Texte fourni:
- - - -

L’Œuvre de Richard Wagner à Paris et ses interprètes/Le Cycle Wagnérien au théâtre/IV
IV
tristan et isolde (1865)
Au souvenir de la première représentation de cette œuvre, — dans la salle du Nouveau-Théâtre, le 28 octobre 1899, — reste indissolublement lié celui de Charles Lamoureux, qui survécut à peine à l’admirable effort accompli. Bien que l’enceinte fût trop petite, et bien que l’interprétation lyrique n’eût pas cette homogénéité que nous avions tant appréciée dans les précédentes créations françaises des drames wagnériens, l’œuvre, intégralement exécutée, était rendue avec une telle perfection, par l’orchestre, et son esprit même vibrait en quelque sorte avec une telle intensité, sous la baguette de ce chef incomparable, qu’il serait de toute injustice d’en oublier le mérite et la haute valeur.
Trois mois d’études avaient été nécessaires pour la mise au point. Lamoureux avait pensé d’abord, en vue des trois rôles de Tristan, Kurwenal et Marke : à Van Dyck, naturellement, ou, à son défaut, à Jean de Reszke (qui avait eu, à l’étranger, de grands succès dans le personnage de Tristan, à certains égards si bien fait pour lui) ; à Van Rooy, le robuste baryton ; et à Édouard de Reszke. Mais tous avaient alors des engagements en Amérique, qui les rendaient indisponibles. Il s’adressa encore à Cossira, un vaillant ténor, mais qu’effraya la responsabilité d’un tel rôle en scène, bien qu’il l’eût assumé, presque en entier, nous l’avons vu, au concert. Gibert pensa qu’il « aurait du moins l’honneur de l’avoir entrepris ». Et de fait, il serait peu équitable de ne pas lui tenir compte de l’effort accompli par sa fougue et son élan. Sainprey et Vallier tinrent leurs personnages avec honneur : l’un (dont on s’étonne que la longue carrière n’ait été que récemment parisienne) par son accent vigoureux et sa belle allure, l’autre par son autorité et la sonorité de son timbre de basse.

- - - -

Données fournies:
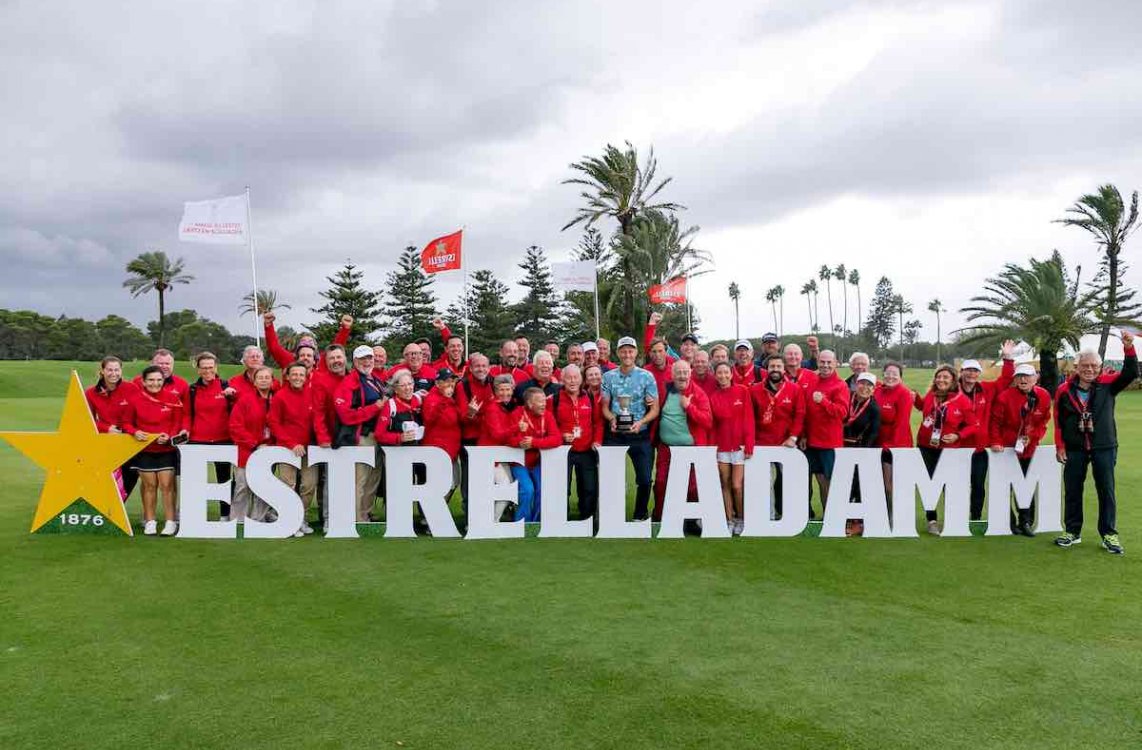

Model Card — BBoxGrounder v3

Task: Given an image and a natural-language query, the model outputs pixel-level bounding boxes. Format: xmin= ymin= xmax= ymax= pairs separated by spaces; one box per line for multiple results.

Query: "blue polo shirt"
xmin=603 ymin=366 xmax=658 ymax=420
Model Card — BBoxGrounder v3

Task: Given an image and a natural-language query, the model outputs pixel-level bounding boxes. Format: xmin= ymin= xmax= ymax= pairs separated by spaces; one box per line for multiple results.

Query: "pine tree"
xmin=309 ymin=263 xmax=380 ymax=344
xmin=512 ymin=245 xmax=564 ymax=345
xmin=381 ymin=245 xmax=439 ymax=351
xmin=864 ymin=276 xmax=896 ymax=349
xmin=445 ymin=269 xmax=515 ymax=363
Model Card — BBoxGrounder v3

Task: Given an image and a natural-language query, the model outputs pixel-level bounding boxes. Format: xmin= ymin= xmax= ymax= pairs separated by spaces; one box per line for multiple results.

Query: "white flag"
xmin=552 ymin=260 xmax=595 ymax=291
xmin=178 ymin=194 xmax=250 ymax=244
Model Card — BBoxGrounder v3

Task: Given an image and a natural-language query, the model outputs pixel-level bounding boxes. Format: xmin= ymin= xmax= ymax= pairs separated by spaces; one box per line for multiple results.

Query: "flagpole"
xmin=246 ymin=185 xmax=262 ymax=347
xmin=592 ymin=258 xmax=603 ymax=341
xmin=686 ymin=276 xmax=694 ymax=333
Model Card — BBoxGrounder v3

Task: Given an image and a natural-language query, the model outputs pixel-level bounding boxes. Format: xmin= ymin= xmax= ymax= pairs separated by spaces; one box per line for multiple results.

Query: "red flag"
xmin=420 ymin=229 xmax=464 ymax=274
xmin=646 ymin=276 xmax=686 ymax=305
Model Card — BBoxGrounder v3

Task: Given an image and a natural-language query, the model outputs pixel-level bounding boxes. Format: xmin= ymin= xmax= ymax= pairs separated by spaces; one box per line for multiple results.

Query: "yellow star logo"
xmin=0 ymin=370 xmax=154 ymax=535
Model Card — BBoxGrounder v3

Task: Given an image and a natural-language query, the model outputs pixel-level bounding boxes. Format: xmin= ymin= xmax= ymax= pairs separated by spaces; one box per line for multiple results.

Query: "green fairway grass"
xmin=0 ymin=362 xmax=1142 ymax=750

- - - -

Consigne:
Reprenez le texte sur la création parisienne de Tristan et Isolde et poursuivez-le après sa dernière phrase. Les entrées proviennent d'une source distincte de celle du texte.

Corrigé:
Isolde et Brangaine, elles, ne pouvaient être plus noblement incarnées que par Mmes Litvinne et Bréma. Cette dernière, par le goût si plastique de son geste et la sincérité simple de son jeu, comme par l’émotion de sa voix, notamment dans les appels nocturnes du haut de la tour, donna au personnage de Brangaine une beauté harmonieuse et un caractère qu’on n’a vraiment pas retrouvés depuis. Félia Litvinne peut également compter cette création d’Isolde parmi les plus puissantes et les plus dignes d’elle que nous ayons jamais applaudies. L’égalité soutenue de sa voix si lumineuse, la sûreté de sa diction lyrique, au premier acte, la grandeur de son style à la scène sublime de la mort de Tristan, ne peuvent s’effacer de la mémoire. Nous l’avons, au surplus, revue au Château-d’eau, puis à l’Opéra, quelques années après, sinon plus belle, du moins plus chaleureuse, plus vibrante encore.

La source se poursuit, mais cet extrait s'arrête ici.